Exercise goal: Rewrite these lines, swapping each "bush" for "shrub" and keeping everything else identical.

########################################

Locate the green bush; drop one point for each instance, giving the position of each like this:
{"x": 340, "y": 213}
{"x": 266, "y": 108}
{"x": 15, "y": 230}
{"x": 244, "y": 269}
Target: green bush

########################################

Full answer:
Locate the green shrub; drop one point for each instance, giving the position of each like this:
{"x": 340, "y": 213}
{"x": 266, "y": 108}
{"x": 15, "y": 230}
{"x": 244, "y": 269}
Target: green shrub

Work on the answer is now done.